*** Task inputs

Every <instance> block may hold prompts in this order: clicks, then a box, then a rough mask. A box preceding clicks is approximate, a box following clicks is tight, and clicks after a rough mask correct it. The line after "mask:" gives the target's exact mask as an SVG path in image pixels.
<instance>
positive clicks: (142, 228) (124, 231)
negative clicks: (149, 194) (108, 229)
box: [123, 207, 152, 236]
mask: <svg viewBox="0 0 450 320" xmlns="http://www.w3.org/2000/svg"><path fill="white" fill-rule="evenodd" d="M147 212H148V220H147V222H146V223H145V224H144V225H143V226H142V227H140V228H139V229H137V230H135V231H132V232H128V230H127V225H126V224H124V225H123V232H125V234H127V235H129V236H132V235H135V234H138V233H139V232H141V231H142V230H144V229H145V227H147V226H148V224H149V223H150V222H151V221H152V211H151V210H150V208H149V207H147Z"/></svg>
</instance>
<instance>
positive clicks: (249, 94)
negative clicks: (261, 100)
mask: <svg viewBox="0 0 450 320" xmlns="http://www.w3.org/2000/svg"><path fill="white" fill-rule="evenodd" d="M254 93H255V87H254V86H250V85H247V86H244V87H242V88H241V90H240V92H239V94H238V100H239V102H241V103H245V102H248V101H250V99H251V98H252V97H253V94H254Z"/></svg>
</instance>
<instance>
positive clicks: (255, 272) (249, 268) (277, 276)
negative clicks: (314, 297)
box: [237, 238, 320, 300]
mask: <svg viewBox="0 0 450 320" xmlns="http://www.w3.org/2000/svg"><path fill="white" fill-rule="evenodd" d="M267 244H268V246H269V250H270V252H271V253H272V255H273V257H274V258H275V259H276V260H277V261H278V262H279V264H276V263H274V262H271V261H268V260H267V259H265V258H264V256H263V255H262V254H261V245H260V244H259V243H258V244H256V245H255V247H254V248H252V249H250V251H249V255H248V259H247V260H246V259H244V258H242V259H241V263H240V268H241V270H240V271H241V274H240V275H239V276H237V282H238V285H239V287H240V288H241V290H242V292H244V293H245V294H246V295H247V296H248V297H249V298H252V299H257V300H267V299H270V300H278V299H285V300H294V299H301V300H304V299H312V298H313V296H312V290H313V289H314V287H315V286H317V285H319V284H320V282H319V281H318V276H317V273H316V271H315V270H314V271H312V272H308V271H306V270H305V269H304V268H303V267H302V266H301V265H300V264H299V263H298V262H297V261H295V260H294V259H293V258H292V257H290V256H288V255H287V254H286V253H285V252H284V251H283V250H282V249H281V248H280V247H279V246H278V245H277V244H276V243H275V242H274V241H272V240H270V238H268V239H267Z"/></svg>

******

• [Task item] How many lines in the rows above contain the word "positive"? Case counts. Reply with the number only.

• [Result for this exercise] 3